• **DO THIS**
Reproduce every one of the following lines, requests included, with each coordinate in the answers multiplied by 1.3 and rounded to the nearest whole number, halves rounding up.

• **DATA PROVIDED**
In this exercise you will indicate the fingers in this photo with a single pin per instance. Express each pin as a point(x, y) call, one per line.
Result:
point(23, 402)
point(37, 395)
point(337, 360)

• **TASK RESPONSE**
In this exercise you will indicate the fingers in this photo with a single pin per instance. Express each pin as a point(x, y) call, one per line.
Result:
point(30, 523)
point(48, 514)
point(438, 468)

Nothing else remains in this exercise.